Reproduce the records below word for word, from their first line through the line containing "[1159, 665]", including that line.

» **Provided data**
--- begin ---
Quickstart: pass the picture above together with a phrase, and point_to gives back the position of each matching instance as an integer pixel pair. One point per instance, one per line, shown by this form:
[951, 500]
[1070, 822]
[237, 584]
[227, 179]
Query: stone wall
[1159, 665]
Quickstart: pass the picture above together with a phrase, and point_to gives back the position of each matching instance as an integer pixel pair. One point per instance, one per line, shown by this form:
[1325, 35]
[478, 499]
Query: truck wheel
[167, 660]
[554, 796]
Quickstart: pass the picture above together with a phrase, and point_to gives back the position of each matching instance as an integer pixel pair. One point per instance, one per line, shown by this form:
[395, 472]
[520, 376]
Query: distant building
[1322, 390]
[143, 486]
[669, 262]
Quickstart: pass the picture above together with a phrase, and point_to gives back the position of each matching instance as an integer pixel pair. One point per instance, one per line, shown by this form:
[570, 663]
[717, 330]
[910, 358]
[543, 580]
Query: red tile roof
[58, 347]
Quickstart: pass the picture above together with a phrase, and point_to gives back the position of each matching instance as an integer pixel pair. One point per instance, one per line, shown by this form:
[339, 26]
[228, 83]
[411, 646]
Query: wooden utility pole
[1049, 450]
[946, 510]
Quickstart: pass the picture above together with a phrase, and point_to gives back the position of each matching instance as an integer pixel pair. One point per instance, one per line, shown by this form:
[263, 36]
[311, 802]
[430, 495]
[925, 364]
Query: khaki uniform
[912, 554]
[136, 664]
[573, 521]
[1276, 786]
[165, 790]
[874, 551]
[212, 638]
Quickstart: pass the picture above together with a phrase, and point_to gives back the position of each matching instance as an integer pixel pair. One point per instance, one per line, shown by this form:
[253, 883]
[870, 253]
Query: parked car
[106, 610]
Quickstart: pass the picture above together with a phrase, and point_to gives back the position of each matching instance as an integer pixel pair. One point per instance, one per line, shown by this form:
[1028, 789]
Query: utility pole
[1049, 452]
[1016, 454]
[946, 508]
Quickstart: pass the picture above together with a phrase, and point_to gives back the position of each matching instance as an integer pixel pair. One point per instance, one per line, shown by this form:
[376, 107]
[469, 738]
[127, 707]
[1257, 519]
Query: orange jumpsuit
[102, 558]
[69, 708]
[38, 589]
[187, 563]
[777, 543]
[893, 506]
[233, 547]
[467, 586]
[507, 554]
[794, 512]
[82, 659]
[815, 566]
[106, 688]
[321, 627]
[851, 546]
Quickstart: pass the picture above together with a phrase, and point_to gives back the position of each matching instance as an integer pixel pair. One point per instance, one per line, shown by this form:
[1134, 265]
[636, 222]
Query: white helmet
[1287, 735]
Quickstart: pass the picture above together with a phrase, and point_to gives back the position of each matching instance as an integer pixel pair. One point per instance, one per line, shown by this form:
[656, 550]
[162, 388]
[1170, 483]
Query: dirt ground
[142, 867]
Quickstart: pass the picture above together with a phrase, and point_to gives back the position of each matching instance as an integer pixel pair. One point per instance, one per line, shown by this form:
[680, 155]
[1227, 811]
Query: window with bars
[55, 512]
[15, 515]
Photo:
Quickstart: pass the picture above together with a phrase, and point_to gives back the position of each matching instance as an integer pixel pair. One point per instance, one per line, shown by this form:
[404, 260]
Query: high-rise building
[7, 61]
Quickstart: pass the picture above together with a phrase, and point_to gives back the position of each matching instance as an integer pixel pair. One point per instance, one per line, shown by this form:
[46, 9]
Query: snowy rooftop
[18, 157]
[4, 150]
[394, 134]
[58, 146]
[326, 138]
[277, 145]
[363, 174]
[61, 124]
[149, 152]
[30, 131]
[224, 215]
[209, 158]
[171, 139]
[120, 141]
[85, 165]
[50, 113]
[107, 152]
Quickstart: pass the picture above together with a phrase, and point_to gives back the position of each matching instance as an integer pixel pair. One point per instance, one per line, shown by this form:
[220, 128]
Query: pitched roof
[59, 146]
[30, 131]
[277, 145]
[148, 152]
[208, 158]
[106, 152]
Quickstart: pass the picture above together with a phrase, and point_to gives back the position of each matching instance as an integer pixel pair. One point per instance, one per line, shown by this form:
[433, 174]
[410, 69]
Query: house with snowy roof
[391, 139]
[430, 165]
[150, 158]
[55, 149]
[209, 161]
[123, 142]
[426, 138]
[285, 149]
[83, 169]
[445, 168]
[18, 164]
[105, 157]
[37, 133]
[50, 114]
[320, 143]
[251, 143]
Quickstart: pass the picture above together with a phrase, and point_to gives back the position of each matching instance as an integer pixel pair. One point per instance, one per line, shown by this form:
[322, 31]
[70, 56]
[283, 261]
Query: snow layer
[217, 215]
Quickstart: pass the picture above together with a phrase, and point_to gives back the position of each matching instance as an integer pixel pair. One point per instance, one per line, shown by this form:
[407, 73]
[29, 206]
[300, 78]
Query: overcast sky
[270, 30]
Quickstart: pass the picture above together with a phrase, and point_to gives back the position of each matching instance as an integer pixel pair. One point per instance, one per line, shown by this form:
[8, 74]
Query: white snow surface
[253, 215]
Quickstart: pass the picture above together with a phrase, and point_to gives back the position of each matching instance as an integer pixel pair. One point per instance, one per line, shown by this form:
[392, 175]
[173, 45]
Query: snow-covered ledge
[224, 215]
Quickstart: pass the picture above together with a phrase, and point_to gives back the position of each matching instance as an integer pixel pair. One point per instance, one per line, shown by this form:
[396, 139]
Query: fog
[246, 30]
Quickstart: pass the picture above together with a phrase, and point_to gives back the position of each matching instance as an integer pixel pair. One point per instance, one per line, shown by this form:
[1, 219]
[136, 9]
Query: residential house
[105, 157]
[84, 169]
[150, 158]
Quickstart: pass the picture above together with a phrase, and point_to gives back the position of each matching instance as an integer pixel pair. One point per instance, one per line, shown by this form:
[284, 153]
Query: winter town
--- end ---
» **Solution to the exercise**
Quickstart: pass the picture above together with a phrase, and point_to gives back the position of each matching instance as an integer pixel pair. One point per instance, one per line, shown by this form:
[951, 500]
[1070, 822]
[237, 584]
[227, 179]
Query: stone wall
[1159, 665]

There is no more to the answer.